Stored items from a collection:
┄┄┄┄┄┄┄┄┄┄

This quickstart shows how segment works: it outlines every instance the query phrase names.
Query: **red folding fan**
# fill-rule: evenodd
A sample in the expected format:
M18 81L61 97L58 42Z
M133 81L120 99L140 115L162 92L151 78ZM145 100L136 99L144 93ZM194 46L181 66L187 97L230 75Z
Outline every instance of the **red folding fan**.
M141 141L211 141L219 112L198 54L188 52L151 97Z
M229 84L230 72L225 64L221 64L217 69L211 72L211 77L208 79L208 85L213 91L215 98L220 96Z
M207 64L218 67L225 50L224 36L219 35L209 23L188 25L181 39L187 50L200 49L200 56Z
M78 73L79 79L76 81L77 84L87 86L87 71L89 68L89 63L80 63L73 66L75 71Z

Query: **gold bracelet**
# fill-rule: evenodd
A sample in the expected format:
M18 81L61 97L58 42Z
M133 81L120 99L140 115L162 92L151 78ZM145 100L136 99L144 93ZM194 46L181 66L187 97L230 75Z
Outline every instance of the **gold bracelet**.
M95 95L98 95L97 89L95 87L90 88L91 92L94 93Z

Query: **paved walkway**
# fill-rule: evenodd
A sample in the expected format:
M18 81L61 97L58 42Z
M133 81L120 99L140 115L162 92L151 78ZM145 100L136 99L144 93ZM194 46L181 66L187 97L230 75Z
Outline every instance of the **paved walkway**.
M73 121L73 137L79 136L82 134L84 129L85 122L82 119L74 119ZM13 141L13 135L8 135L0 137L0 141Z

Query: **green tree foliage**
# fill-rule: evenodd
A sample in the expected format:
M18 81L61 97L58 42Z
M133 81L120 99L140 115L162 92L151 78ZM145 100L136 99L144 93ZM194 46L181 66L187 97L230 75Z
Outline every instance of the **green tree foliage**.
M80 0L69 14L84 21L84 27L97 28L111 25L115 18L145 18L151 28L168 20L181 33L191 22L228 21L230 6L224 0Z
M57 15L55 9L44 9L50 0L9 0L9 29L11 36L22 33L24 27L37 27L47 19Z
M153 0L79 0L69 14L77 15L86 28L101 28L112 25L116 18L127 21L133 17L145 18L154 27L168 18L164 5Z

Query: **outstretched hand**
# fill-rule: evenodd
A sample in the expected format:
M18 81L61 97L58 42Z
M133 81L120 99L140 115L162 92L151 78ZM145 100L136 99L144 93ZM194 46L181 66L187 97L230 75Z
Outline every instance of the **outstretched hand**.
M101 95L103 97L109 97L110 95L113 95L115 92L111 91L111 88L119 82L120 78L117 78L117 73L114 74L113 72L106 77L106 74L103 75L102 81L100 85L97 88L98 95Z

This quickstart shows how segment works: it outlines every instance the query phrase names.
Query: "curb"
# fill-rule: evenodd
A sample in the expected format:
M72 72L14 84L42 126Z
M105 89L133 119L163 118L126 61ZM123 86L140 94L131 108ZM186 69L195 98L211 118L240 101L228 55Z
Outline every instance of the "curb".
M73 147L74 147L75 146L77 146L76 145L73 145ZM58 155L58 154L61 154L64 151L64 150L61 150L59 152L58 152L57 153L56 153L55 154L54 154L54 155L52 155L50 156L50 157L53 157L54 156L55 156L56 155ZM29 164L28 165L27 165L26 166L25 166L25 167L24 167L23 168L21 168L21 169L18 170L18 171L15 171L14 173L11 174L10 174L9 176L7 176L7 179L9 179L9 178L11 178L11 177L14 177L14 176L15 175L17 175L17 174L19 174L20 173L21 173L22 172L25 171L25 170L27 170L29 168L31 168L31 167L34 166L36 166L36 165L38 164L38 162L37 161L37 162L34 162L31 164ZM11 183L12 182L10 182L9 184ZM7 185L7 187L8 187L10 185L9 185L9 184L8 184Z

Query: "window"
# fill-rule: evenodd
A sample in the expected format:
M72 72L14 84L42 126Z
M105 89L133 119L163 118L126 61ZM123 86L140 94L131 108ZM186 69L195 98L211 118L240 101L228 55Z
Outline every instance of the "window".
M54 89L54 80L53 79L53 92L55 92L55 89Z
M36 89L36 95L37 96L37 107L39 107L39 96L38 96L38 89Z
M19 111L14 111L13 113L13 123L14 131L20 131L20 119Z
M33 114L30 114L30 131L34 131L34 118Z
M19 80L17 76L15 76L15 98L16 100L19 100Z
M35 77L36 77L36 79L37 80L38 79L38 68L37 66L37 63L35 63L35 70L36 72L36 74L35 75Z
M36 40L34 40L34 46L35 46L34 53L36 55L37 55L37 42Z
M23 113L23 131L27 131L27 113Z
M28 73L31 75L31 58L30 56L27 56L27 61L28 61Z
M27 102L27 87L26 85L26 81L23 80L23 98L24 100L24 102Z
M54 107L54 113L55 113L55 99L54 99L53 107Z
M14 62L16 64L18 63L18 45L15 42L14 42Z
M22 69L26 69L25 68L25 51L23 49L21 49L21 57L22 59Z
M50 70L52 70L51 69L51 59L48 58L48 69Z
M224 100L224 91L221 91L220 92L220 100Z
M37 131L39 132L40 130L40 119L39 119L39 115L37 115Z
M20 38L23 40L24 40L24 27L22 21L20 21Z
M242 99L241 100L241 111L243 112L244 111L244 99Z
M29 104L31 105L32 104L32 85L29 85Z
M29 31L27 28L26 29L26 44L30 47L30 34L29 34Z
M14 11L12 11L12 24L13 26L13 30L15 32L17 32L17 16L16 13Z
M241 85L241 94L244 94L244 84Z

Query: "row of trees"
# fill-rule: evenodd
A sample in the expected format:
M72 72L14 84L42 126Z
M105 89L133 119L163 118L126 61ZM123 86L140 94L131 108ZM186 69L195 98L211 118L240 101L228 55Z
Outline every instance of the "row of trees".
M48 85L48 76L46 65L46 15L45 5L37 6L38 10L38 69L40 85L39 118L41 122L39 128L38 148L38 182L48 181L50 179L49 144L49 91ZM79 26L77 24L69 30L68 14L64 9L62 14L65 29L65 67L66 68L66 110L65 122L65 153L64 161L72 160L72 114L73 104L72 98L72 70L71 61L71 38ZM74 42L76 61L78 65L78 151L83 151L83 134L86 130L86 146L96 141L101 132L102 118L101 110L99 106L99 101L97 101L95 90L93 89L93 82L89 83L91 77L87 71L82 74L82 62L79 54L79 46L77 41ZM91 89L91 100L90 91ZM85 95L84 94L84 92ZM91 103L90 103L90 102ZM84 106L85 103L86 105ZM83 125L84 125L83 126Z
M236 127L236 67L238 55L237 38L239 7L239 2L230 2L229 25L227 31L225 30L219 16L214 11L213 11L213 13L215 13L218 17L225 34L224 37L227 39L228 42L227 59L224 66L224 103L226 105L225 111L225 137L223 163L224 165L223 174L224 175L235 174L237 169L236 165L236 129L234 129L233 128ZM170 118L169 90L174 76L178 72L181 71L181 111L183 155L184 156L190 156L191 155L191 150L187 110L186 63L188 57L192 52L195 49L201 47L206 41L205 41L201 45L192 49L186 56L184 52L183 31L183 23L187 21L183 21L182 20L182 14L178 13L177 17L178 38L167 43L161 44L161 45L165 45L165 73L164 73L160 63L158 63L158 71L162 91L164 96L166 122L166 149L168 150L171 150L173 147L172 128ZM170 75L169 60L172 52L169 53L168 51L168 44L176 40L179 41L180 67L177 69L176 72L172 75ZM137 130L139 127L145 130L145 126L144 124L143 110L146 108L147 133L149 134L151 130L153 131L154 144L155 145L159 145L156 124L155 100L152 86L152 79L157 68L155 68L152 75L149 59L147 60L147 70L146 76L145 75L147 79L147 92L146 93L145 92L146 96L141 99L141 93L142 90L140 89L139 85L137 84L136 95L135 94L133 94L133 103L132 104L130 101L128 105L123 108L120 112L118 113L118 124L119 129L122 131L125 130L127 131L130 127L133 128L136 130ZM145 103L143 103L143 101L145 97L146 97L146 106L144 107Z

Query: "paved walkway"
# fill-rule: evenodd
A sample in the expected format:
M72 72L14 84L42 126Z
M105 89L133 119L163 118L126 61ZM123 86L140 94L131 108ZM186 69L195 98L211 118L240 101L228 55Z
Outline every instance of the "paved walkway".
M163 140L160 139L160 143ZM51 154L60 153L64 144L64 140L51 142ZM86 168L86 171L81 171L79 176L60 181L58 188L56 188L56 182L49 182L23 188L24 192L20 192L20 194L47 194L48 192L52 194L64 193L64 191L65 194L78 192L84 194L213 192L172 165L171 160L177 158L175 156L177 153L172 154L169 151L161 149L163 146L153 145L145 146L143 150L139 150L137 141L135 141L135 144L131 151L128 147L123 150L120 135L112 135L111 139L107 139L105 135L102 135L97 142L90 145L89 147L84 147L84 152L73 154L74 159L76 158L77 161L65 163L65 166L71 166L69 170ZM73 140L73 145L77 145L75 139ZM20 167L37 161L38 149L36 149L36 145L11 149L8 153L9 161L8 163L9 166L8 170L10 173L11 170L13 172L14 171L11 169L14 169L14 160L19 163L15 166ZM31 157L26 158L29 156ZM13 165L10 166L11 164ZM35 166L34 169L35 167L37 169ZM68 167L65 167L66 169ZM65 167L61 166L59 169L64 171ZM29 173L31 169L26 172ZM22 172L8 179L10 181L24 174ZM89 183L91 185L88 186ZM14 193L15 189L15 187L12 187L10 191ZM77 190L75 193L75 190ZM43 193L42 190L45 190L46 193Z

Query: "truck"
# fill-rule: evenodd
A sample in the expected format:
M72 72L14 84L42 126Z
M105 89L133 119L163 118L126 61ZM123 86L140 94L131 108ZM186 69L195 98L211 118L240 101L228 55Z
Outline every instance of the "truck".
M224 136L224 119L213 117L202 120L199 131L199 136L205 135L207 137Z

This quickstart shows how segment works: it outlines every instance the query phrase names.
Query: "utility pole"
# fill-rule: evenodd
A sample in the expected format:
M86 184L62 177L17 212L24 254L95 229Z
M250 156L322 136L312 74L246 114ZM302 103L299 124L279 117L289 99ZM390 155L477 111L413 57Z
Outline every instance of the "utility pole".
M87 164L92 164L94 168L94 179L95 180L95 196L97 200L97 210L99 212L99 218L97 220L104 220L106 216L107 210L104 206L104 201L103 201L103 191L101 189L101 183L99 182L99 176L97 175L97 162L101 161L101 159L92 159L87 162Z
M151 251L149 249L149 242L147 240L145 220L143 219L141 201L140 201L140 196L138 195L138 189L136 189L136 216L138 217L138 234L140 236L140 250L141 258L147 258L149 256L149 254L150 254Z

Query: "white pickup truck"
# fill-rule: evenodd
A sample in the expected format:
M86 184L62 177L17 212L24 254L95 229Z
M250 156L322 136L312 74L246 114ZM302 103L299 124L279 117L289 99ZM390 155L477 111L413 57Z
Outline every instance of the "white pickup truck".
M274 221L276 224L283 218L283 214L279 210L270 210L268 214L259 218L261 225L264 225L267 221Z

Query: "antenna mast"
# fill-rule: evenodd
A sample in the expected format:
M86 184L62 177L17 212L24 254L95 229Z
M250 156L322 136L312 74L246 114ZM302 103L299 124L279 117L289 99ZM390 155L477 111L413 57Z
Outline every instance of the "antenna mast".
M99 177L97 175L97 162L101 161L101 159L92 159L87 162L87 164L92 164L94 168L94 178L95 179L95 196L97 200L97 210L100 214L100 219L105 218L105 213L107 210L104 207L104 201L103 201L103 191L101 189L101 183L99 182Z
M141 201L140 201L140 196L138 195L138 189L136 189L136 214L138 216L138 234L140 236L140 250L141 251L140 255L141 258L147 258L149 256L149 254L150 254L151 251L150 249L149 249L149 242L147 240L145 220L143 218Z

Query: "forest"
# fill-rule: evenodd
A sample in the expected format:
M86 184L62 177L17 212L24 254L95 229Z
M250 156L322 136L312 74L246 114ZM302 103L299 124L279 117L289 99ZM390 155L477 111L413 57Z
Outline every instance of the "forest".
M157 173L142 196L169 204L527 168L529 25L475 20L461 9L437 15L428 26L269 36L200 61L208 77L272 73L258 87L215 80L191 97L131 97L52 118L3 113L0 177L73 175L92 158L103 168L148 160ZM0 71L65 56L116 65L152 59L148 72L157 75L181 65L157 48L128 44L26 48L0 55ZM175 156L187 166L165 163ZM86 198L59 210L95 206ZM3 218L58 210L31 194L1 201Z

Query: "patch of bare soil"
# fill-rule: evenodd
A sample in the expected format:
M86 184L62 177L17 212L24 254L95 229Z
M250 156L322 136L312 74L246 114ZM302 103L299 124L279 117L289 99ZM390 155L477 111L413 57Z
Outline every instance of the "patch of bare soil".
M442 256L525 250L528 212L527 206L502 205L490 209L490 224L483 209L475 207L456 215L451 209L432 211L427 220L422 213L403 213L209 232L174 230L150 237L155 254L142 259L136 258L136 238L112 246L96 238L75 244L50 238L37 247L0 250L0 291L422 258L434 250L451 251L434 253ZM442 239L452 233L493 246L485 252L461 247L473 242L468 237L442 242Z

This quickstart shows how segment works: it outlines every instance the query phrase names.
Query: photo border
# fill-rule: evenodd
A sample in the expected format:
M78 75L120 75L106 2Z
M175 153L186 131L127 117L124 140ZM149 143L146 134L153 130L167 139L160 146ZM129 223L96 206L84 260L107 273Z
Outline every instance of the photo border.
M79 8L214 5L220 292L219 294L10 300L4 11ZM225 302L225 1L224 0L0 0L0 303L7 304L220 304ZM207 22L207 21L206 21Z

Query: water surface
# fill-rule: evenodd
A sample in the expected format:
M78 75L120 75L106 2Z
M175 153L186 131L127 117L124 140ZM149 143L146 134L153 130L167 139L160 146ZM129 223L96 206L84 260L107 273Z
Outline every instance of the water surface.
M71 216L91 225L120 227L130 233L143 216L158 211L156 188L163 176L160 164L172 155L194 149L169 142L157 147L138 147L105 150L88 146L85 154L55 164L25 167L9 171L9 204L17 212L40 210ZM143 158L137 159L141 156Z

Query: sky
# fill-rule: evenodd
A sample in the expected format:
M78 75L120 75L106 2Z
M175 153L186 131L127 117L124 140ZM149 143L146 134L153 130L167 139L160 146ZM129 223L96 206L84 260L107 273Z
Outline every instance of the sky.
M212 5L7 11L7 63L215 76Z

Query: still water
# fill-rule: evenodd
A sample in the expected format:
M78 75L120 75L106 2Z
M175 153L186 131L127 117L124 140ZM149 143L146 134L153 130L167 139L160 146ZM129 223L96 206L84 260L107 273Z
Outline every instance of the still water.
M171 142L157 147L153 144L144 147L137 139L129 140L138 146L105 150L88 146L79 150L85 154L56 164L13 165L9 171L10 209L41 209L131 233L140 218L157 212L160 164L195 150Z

┄┄┄┄┄┄┄┄┄┄

▶ **What needs to be done**
Recast the lines from the one containing "Query: **paved walkway**" through the one containing "M101 95L103 97L109" as a Markdown table with the columns Row and Line, skipping blank lines. Include only those lines.

▶ **The completed task**
| Row | Line |
|---|---|
| 1 | Query: **paved walkway** |
| 2 | # fill-rule: evenodd |
| 3 | A sample in the expected format: |
| 4 | M18 81L61 97L58 42Z |
| 5 | M133 81L120 99L140 115L162 92L151 78ZM145 100L136 99L144 93ZM194 46L181 66L187 97L230 75Z |
| 6 | Outline every instance of the **paved walkway**. |
| 7 | M73 121L73 137L79 136L82 134L84 129L85 122L82 119L74 119ZM13 141L13 135L8 135L0 137L0 141Z |
| 8 | Query: **green tree foliage** |
| 9 | # fill-rule: evenodd |
| 10 | A sample in the expected format: |
| 11 | M18 81L61 97L58 42Z |
| 12 | M133 81L120 99L140 115L162 92L151 78ZM145 100L136 99L144 93ZM194 46L181 66L187 97L230 75Z |
| 13 | Outline every instance of the **green tree foliage**. |
| 14 | M80 0L69 14L84 21L84 27L97 28L111 25L115 18L145 18L151 28L168 20L181 33L191 22L228 21L230 6L224 0Z |
| 15 | M57 15L55 9L44 9L50 0L9 0L9 29L11 36L22 33L24 27L37 27L47 19Z |
| 16 | M153 0L79 0L69 14L77 15L86 28L101 28L112 25L116 18L127 21L133 17L145 18L154 27L168 18L164 5Z |
| 17 | Query: **outstretched hand** |
| 18 | # fill-rule: evenodd |
| 19 | A sample in the expected format: |
| 20 | M18 81L61 97L58 42Z |
| 21 | M133 81L120 99L140 115L162 92L151 78ZM145 100L136 99L144 93ZM194 46L181 66L187 97L230 75Z |
| 22 | Outline every instance of the **outstretched hand**. |
| 23 | M101 95L103 97L109 97L110 95L113 95L115 92L111 91L111 88L119 82L120 78L117 78L117 73L114 74L113 72L106 77L106 74L103 75L102 81L100 85L97 88L98 95Z |